§ TEXT PASSAGE
---
It’s been 10 years since 9/11. And the battle EMS is facing today is a much different one than it was then.
Then, we had the mountain of homeland security to conquer. Targets needed hardened, plans developed, assets acquired, concepts tested, people trained, communications bolstered, fail-safes implemented, capacities grown. We didn’t perfect it, but across the board, in the emergency services and even in the oft-forgotten realm of EMS, we improved a lot.
As they say, getting there is one thing, staying there another. The recession of the latter decade kicked us all in the teeth, hitting many communities so hard that even public safety—once holy and untouchable to leaders currying local favor—came to the chopping block. Whole departments fell, many lost personnel, and everyone’s fiscal existence came under unprecendented levels of scrutiny.
That continues, with no end in sight. So the challenge for EMS and rescue systems today shapes up much differently than a decade ago. Today, it’s not about getting, but about sustaining what we have. It’s about maintenance—keeping up capabilities and the level of preparedness communities expect and deserve, even as revenues dwindle and operations are stretched. That may ultimately prove the tougher task.
On the occasion of the 10th anniversary of 9/11, EMS World surveyed six top EMS leaders about what’s changed for the better, what’s not changed enough, and how we might navigate an uncertain future in a world that’s still plenty threatening. There aren’t a lot of easy answers—so perhaps we’d better get busy on the hard ones.
---
§ WORK REQUEST 1
In the EMS passage, how many EMS leaders did EMS World survey?
§ WORK REQUEST 2
Decide whether each statement agrees with the EMS passage: (a) The recession left public safety untouched. (b) The challenge today is sustaining what EMS already has. (c) Homeland security preparedness was perfected after 9/11.
§ WORK REQUEST 3
Reproduce the part of the EMS passage starting with "It’s been 10" and going on through "levels of scrutiny.".
These lines come from a separate source.

(Referring expression grounding data)
---
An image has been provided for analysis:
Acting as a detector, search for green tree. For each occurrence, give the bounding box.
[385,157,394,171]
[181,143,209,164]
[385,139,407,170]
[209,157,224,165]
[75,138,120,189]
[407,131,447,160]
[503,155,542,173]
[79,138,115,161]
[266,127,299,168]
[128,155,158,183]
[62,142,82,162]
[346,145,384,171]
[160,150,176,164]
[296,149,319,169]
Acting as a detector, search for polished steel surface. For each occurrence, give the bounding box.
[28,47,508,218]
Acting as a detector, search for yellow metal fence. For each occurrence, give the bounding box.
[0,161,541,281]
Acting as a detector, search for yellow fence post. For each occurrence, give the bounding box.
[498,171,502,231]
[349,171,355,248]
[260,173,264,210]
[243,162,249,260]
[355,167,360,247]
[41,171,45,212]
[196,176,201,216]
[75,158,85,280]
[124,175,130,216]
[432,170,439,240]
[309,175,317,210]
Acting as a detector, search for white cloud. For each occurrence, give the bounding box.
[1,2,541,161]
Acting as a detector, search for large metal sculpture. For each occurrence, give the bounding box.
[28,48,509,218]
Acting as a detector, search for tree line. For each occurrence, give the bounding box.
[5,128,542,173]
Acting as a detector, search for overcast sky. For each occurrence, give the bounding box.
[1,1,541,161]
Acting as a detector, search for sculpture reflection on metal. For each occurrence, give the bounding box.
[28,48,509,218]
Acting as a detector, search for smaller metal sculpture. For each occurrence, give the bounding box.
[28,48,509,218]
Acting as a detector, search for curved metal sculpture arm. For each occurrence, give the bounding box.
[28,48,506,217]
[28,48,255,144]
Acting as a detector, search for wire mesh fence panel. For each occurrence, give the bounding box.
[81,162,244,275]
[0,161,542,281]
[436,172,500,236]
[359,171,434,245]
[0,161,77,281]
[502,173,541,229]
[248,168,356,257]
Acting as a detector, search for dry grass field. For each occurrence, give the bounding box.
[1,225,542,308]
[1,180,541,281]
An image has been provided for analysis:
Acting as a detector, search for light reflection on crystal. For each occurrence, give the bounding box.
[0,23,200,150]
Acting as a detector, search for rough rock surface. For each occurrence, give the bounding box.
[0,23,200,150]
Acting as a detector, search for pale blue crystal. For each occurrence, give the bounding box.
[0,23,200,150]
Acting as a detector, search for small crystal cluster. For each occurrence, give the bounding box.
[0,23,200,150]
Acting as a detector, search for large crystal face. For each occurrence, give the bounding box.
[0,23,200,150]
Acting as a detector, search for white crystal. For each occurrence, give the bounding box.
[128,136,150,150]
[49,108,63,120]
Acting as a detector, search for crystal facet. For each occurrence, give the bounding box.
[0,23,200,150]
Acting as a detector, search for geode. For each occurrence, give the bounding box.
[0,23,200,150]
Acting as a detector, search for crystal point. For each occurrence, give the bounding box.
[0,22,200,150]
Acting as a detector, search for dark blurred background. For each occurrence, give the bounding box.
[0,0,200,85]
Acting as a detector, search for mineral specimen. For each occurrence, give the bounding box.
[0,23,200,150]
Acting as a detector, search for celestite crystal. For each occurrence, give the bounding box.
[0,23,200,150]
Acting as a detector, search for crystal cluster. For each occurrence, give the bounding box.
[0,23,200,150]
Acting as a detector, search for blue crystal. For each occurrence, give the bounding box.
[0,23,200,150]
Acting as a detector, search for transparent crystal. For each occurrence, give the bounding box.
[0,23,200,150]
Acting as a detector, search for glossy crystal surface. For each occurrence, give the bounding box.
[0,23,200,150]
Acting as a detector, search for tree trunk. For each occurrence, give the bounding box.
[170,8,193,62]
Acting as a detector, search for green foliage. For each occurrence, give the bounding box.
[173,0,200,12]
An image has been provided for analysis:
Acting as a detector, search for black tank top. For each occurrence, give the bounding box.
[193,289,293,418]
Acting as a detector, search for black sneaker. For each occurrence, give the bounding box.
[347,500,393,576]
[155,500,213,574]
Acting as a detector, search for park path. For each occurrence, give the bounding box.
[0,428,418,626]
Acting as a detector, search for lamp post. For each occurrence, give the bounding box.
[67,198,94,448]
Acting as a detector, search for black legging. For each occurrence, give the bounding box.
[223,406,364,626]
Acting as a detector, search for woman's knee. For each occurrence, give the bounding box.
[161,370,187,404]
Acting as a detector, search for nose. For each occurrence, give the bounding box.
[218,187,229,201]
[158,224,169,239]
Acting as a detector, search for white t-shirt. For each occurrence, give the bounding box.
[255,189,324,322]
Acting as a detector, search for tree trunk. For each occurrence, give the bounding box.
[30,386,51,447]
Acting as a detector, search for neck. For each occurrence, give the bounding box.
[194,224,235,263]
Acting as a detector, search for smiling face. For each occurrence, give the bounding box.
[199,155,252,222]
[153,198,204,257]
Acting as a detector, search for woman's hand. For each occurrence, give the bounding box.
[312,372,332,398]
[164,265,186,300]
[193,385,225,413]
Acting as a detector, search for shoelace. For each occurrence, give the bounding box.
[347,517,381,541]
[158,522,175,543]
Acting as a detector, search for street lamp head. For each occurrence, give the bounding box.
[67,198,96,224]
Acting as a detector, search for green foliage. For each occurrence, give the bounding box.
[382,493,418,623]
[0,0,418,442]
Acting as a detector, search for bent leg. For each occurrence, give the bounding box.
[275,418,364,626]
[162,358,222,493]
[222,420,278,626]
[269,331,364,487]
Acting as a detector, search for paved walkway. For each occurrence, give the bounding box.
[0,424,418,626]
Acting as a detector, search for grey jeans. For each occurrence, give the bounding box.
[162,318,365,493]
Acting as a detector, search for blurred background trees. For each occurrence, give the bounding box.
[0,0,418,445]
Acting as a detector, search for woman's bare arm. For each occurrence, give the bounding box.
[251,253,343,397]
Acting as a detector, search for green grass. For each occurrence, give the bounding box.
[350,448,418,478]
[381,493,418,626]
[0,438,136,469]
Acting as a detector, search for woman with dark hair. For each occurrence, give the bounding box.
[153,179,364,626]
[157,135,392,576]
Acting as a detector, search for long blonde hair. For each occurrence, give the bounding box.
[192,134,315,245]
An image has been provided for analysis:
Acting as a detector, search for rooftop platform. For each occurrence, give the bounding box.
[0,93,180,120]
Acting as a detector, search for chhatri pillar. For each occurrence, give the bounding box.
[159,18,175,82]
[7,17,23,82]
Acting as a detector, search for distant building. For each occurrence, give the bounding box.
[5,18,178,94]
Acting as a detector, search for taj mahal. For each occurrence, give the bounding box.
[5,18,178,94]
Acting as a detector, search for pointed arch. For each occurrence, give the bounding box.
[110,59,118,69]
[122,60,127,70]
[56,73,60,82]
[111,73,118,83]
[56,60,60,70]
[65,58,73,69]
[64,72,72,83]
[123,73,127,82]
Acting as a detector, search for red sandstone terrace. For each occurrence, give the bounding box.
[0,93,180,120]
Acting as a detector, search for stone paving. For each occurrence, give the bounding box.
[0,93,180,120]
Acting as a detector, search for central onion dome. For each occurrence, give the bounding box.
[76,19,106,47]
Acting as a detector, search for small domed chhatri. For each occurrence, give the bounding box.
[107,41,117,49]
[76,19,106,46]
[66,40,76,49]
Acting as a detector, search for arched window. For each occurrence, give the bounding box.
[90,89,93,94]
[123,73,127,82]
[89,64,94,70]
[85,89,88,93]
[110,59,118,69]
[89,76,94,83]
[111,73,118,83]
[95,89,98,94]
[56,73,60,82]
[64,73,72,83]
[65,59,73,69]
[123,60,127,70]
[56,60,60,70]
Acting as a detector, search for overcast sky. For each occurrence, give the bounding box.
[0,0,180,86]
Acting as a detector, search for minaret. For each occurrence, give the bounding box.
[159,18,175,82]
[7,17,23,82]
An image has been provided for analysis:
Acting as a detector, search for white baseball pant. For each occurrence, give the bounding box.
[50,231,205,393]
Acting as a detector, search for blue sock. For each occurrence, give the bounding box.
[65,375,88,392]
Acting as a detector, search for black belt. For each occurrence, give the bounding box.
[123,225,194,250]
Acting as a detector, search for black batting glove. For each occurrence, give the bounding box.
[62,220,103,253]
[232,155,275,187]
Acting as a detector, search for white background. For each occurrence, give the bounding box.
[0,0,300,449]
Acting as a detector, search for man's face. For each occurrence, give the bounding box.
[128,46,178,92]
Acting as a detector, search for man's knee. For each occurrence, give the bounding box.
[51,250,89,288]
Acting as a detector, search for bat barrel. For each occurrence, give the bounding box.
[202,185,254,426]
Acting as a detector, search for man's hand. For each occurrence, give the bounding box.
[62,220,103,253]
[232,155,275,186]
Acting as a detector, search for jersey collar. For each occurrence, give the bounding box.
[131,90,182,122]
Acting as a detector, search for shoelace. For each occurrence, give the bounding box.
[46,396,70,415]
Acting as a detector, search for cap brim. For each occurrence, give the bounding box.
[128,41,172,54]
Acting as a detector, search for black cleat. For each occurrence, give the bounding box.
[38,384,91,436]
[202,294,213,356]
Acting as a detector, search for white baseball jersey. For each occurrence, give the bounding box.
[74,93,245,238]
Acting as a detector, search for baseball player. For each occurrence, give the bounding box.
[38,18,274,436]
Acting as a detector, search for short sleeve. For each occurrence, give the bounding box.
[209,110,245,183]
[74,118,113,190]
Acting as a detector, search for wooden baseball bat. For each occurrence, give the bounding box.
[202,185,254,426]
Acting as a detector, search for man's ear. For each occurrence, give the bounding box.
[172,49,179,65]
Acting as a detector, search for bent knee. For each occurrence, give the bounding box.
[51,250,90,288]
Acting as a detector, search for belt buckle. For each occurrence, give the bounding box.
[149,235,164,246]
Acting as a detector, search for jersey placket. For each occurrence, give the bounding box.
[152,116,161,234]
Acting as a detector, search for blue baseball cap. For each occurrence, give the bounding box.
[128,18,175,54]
---
§ EXERCISE ANSWER 1
Six top EMS leaders.

§ EXERCISE ANSWER 2
(a) No: "even public safety—once holy and untouchable to leaders currying local favor—came to the chopping block."
(b) Yes: "Today, it’s not about getting, but about sustaining what we have."
(c) No: "We didn’t perfect it"

§ EXERCISE ANSWER 3
It’s been 10 years since 9/11. And the battle EMS is facing today is a much different one than it was then.
Then, we had the mountain of homeland security to conquer. Targets needed hardened, plans developed, assets acquired, concepts tested, people trained, communications bolstered, fail-safes implemented, capacities grown. We didn’t perfect it, but across the board, in the emergency services and even in the oft-forgotten realm of EMS, we improved a lot.
As they say, getting there is one thing, staying there another. The recession of the latter decade kicked us all in the teeth, hitting many communities so hard that even public safety—once holy and untouchable to leaders currying local favor—came to the chopping block. Whole departments fell, many lost personnel, and everyone’s fiscal existence came under unprecendented levels of scrutiny.